● **Task instructions**
Copy out every line of the data below that contains the string "ObjectDetector", treating uppercase and lowercase as different.

[Region annotation entries]
↓

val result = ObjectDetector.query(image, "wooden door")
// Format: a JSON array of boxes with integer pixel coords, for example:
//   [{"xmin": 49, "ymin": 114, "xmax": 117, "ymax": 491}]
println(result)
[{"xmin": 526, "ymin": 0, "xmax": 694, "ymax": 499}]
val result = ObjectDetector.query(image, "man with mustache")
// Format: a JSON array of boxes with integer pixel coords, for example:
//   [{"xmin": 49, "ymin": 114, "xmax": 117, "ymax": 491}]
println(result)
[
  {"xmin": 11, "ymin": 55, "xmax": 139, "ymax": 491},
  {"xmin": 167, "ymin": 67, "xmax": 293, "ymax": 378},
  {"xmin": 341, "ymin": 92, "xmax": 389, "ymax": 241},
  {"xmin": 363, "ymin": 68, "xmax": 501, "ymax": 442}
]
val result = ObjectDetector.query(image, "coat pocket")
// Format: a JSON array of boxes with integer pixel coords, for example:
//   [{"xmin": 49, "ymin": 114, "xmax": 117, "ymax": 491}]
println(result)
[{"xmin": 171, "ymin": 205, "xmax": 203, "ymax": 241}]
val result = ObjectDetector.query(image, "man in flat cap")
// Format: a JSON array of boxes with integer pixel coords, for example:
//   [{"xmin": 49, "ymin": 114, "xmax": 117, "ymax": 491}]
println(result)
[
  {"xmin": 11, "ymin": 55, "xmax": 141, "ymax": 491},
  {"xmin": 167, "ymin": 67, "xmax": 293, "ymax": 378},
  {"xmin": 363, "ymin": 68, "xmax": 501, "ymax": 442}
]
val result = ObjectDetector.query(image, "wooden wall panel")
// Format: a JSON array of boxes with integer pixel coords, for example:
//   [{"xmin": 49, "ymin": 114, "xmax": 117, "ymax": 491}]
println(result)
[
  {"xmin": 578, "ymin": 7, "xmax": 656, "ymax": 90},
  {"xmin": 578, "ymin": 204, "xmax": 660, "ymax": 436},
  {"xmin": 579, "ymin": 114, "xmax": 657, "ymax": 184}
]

↑

● **Full solution**
val result = ObjectDetector.query(image, "wooden door")
val result = ObjectDetector.query(image, "man with mustache")
val result = ObjectDetector.query(image, "coat pocket")
val result = ObjectDetector.query(image, "man in flat cap")
val result = ObjectDetector.query(image, "wooden wall panel")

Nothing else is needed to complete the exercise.